FRAGMENTO DE PÁGINA >>
▬▬▬▬▬▬▬▬▬▬
No estamos sabiendo diferenciar bien
entre la cuestión de justicia del derecho universal a la elección de la propia
forma de vida y la cuestión de las opiniones particulares, basadas en concepciones
plurales acerca de la vida buena, sobre el uso concreto que se haga de ese
derecho. El que yo considere racionalmente que es justo que todos tengan
derecho a elegir su propia forma de vida no implica que a mí me tenga que
gustar vitalmente cualquier uso que se haga de ese derecho.
El
derecho a la elección de la propia forma de vida es un principio normativo de
carácter universal que tiene fuerza obligatoria para todo ser racional; la
valoración que yo haga de los usos concretos de ese derecho se basará en mi
particular concepción de la vida buena, que no se puede imponer normativamente
como algo debido para todo ser racional pero a la que yo tengo que recurrir no
solo para concretar prácticamente mi derecho a la propia forma de vida sino
también para juzgar las opciones vitales de los demás.
La
diferencia a la que estamos aludiendo no es otra que la diferencia,
habitualmente discutida en la filosofía práctica contemporánea, entre cuestiones
de moralidad, referidas a principios
universales de lo justo, y cuestiones de eticidad,
referidas a concepciones particulares de vida buena. Según el uso que algunas
veces se hace de los términos “ética” y “moral” en el castellano coloquial,
habría sido más apropiado, tal vez, referirse a las cuestiones de justicia
universalista como cuestiones éticas y a las cuestiones de concepciones
particulares de vida buena como cuestiones morales, pero la influencia del
vocabulario inglés y alemán ha hecho que en el castellano académico de los
debates filosóficos prácticos se use “moralidad” para referirse a la cuestión de lo justo susceptible de
justificación universalista racional y el término “eticidad” (Sittlichkeit)
para referirse a la cuestión de la vida buena ligada a un modo individual de
ver la vida y el mundo o a la tradición particular de una determinada
comunidad.
▬▬▬▬▬▬▬▬▬▬
MATERIAL >>
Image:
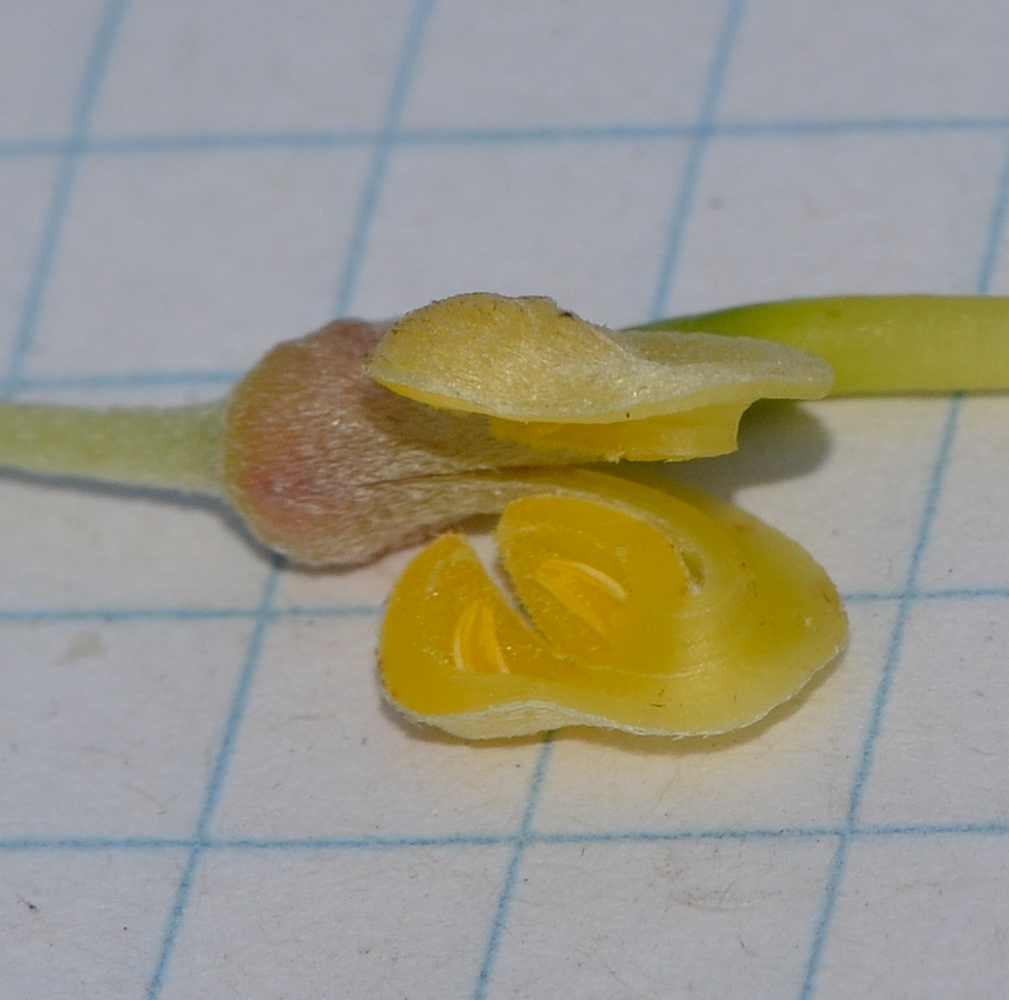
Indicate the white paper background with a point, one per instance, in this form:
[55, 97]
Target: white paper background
[201, 793]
▬▬▬▬▬▬▬▬▬▬
CONSIGNA >> Prosigue el fragmento sobre la distinción entre moralidad y eticidad a partir de su última oración.

EJERCICIO RESUELTO >>
Se
ha pensado que la tarea de la filosofía práctica sería la justificación de los
principios “morales” universales, que alcanzarían así una validez incuestionada
en su universalidad y vinculante para todos. Pero el discurso público práctico
también puede consistir en la concurrencia de distintas concepciones “éticas” particulares
sobre la vida buena que tratan de alcanzar, mediante un uso del lenguaje no
demostrativo sino persuasivo por retórico, la hegemonía cultural. Se tiende a
pensar que las concepciones particulares sobre la vida buena tienen que tener
solo una relevancia privada y que el discurso público tiene que reservarse para
las cuestiones “morales” susceptibles de universalización argumentativa. Habría
que diferenciar entre un discurso público político, donde sería obligatorio
referirnos a lo normativo susceptible de universalización, y un discurso
público cultural, donde podrían aparecer concepciones particulares de la vida
buena, que no pueden estar apoyadas en discursos racionales de argumentación
universalista sino solo en un uso del lenguaje que, como decía Aristóteles,
busque no la demostración racional sino la simple persuasión sobre lo que
mediante ese uso del lenguaje puede hacerse más plausiblemente atractivo y
convincente.
Yo
tengo que tener claro que mi concepción de la vida buena no se puede imponer
normativamente pero también es un principio normativo “moral” que yo tengo
derecho a recurrir a ella para que me guste o no me guste, e incluso para
criticar públicamente, las opciones particulares que cualquiera pueda adoptar
en el uso de su derecho universal-racional a la elección de la propia forma de
vida. En el discurso cultural práctico se tienen que poder expresar y criticar las
concepciones de la vida buena, que no pueden justificarse mediante argumentos
racionales demostrativos de su universalidad vinculante normativamente pero
alrededor de las cuales pueden desarrollarse exposiciones retóricas sobre su
conveniencia plausible.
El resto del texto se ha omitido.